> _Problem to solve_:
List each line of the entries below that contains the word "white".

> _Given data_:

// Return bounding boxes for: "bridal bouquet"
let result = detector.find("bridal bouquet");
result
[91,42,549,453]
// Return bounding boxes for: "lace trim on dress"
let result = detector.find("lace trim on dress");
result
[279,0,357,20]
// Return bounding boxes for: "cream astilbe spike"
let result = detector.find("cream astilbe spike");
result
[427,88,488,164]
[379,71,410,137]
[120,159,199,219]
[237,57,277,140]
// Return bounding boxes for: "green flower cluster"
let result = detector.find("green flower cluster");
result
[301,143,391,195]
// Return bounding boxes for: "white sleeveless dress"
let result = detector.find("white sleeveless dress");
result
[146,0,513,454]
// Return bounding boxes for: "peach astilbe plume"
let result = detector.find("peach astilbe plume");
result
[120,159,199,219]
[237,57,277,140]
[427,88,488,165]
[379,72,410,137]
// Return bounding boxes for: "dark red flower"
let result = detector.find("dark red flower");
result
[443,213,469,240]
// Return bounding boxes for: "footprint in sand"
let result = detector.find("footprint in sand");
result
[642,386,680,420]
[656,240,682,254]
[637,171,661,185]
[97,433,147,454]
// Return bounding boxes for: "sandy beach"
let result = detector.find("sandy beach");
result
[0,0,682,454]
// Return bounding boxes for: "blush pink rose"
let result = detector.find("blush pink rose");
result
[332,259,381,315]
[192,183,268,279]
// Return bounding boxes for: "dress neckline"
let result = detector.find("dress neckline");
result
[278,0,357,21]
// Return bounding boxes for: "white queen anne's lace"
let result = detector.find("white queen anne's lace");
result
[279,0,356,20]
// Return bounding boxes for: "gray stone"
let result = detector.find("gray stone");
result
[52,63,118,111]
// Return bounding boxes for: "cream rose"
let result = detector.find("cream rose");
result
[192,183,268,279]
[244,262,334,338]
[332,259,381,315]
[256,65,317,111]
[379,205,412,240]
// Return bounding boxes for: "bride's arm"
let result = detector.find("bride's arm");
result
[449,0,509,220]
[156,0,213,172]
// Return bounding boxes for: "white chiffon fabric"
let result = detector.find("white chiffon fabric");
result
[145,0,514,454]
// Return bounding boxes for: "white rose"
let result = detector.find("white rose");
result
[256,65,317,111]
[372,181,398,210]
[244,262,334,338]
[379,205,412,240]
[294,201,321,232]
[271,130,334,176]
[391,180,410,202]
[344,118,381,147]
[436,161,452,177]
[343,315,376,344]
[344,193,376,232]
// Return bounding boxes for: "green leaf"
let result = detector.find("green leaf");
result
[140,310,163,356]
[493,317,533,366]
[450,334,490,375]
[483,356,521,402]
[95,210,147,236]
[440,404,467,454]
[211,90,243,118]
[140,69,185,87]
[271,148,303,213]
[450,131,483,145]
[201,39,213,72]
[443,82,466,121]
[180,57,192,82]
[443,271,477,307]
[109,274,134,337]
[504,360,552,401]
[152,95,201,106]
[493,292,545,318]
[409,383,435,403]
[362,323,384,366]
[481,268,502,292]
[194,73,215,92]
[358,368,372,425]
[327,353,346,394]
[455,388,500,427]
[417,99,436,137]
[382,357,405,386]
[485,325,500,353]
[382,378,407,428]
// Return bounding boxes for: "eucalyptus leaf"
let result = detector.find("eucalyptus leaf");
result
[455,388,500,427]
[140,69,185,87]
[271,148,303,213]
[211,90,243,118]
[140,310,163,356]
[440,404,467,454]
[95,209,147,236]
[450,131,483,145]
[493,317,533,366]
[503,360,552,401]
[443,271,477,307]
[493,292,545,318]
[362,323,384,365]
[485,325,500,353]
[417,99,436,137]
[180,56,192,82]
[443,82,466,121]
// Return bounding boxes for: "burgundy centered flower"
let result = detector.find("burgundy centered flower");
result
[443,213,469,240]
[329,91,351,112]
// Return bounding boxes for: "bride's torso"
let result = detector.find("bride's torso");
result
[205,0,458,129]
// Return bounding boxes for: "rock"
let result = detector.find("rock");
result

> _In response_:
// Return bounding boxes for: "white sleeveless dress"
let result = detector.find("white sleeveless dress");
// Return bounding boxes for: "white queen anne's lace"
let result = detector.find("white queen anne's lace");
// Return bounding boxes for: "white chiffon fabric"
let result = detector.find("white chiffon fabric");
// Return bounding boxes for: "white rose"
let result = detector.find("white rose");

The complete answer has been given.